═════ Passage provided ═════

Developments in Infrared e-APD Wavefront Sensing Camera Technology

The planet-hunting astronomical instruments of tomorrow, which aim to discover Earth-like planets in nearby star systems by 2035, must be capable of delivering image contrast of order 10⁹. Rapid and high-resolution Adaptive Optics (AO) systems are critical to achieving this by ensuring that the coming generation of extremely large telescopes can meet their design specifications in terms of sensitivity and spatial resolution. The Cassiopée project brings together four partners from industry and academia to develop an AO system with the performance needed to meet these challenges: Oxford Instruments First Light Imaging, Bertin ALPAO, Laboratoire d’Astrophysique de Marseille, and ONERA. A detailed description of the system’s AO loop has been reported by Neichel et al. (2024). This article focuses on new technology developments related to the system’s wavefront sensing camera (hereafter referred to as the Cassiopée camera) which is based upon the successful C-RED One camera developed by First Light Imaging alongside the European Southern Observatory (ESO; see Fig. 1; Finger et al. 2012; Feautrier et al. 2015; Gach & Feautrier 2015). The Cassiopée camera will integrate the latest 512 x 512 Saphira e-APD sensor array from Leonardo. This note presents the innovations and techniques that are contributing to the maturation of the technology that gives these cameras their signature sensitivity and speed (Figs 2 & 3). Additionally, we describe developments leading to reductions in dark current (Fig 4), thermal background (Figs. 5 & 6), and residual camera vibration (Figs. 7 & 8). Further details on this work have been published by Gach et al. (2024).

═════ Given data ═════

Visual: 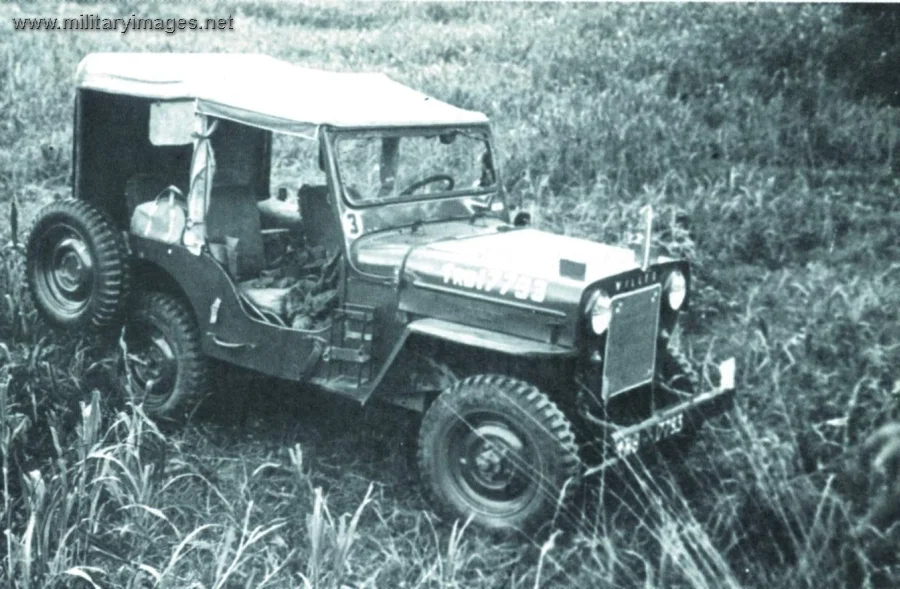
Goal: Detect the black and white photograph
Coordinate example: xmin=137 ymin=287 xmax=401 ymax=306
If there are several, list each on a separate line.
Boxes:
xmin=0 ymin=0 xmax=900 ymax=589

═════
═════ Given data ═════

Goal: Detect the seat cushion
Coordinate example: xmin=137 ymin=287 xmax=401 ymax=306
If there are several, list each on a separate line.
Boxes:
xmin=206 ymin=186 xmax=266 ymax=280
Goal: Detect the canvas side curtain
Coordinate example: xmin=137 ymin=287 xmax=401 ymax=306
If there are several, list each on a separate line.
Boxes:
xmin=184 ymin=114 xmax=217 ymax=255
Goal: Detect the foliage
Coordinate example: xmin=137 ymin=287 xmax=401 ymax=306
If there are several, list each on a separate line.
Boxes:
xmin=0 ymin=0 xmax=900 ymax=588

═════
═════ Given data ═════

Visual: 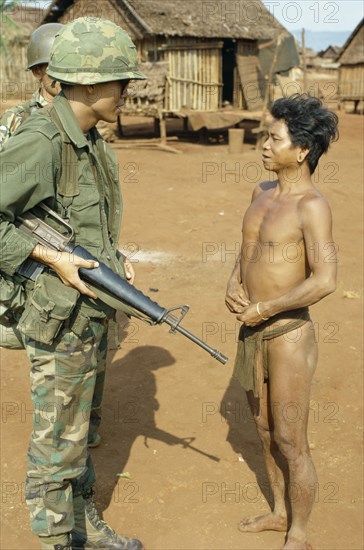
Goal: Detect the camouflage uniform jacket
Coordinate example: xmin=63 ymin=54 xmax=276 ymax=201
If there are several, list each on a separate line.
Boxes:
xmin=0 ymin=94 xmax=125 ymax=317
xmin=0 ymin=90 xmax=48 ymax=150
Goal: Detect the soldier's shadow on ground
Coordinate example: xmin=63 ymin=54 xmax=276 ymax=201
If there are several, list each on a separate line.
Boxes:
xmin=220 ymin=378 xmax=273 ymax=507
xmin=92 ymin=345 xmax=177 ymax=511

═════

- _Written instruction_:
Name every partner in the Cassiopée project, as listed in the passage on infrared wavefront sensing cameras. The rows have nothing to do with the passage on infrared wavefront sensing cameras.

- _Output_:
- Oxford Instruments First Light Imaging
- Bertin ALPAO
- Laboratoire d’Astrophysique de Marseille
- ONERA